**Your task**
Could you format the lines from the very first one through the line containing "[0,465,1270,950]", both included, as a JSON list of strings with one string per line and blank lines skipped? Leave the pictures out of the answer.

**The input**
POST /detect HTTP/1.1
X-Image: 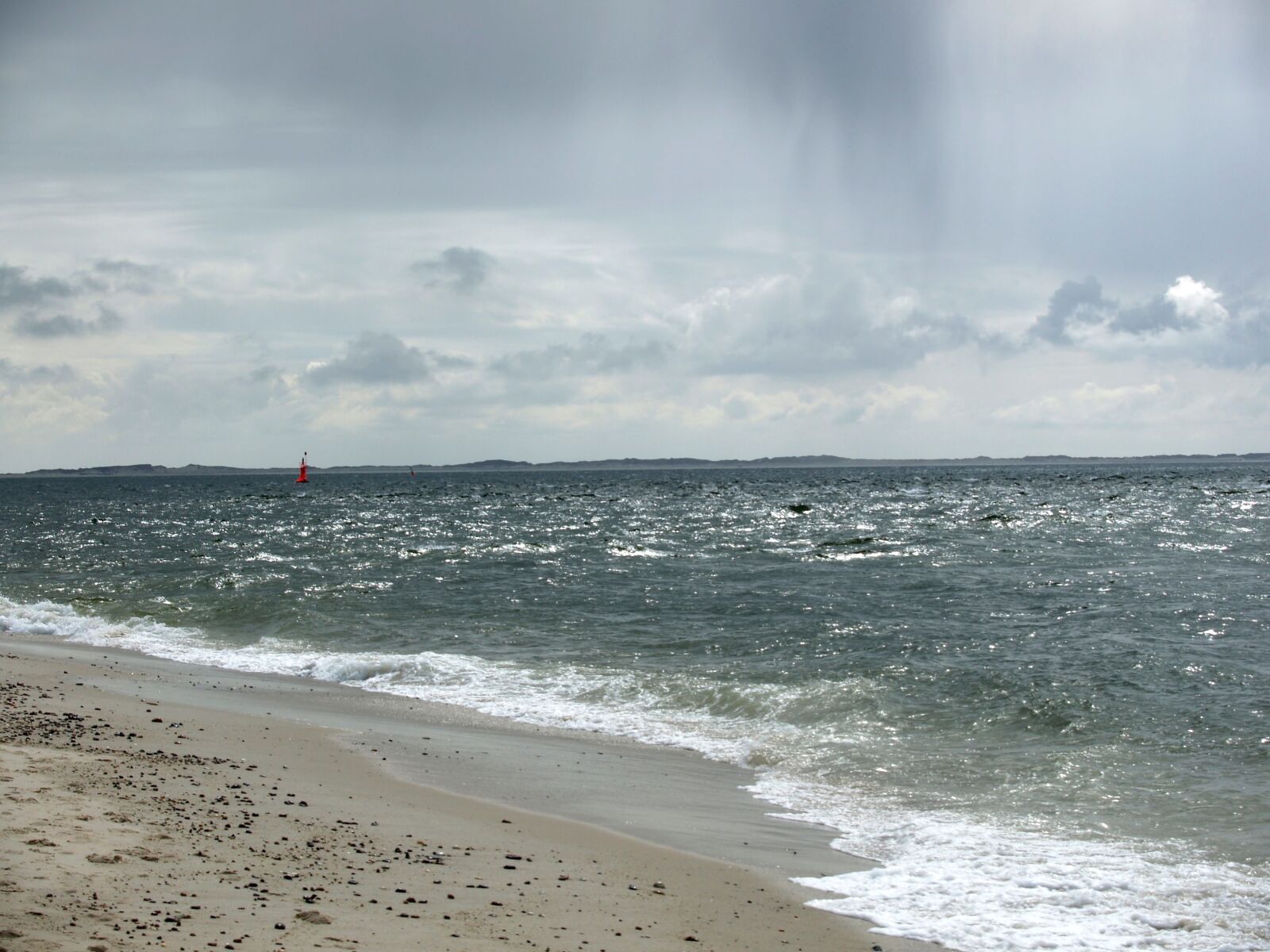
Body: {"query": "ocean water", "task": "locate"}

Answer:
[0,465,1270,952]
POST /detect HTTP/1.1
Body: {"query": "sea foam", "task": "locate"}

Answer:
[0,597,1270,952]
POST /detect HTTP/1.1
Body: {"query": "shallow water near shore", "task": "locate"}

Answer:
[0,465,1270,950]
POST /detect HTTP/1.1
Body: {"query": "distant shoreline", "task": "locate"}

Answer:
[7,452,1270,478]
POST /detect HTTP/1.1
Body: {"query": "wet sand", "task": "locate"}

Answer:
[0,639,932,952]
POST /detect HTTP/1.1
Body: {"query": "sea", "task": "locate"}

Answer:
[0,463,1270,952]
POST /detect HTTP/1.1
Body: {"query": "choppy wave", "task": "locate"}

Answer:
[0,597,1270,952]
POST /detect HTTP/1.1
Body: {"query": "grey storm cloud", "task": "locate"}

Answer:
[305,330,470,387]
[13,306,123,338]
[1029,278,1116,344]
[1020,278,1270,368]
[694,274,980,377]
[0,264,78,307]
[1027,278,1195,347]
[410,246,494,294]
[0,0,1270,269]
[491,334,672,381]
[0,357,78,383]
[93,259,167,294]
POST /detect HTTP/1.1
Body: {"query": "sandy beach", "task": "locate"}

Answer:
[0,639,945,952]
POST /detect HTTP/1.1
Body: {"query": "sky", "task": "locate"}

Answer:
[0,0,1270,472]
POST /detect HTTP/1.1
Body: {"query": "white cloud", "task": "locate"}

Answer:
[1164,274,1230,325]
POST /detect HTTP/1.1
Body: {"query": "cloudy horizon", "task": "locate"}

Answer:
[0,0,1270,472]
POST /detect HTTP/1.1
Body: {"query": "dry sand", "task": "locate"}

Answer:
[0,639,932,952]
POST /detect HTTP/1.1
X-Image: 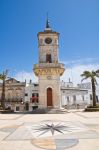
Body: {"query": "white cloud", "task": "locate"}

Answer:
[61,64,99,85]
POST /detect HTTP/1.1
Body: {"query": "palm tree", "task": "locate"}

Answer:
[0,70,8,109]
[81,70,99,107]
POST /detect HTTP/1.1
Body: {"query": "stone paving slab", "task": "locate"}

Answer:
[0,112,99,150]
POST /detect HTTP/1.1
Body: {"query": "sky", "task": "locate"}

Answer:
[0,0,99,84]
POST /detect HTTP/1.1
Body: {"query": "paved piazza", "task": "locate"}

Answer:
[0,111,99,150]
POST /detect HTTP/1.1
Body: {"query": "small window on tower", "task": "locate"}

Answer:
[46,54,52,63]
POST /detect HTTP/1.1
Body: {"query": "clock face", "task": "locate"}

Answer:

**Exercise answer**
[
  "POST /detect HTTP/1.1",
  "X-Image: ",
  "Body: {\"query\": \"ocean water\", \"task\": \"locate\"}",
  "Answer:",
  "[0,465,1270,952]",
  "POST /detect HTTP/1.1",
  "Body: {\"query\": \"sea foam\", \"task\": \"locate\"}",
  "Answer:",
  "[0,597,1270,952]",
  "POST /detect HTTP/1.1",
  "Body: {\"query\": \"shallow water near shore\", \"task\": \"locate\"}",
  "Answer:",
  "[0,465,1270,950]"
]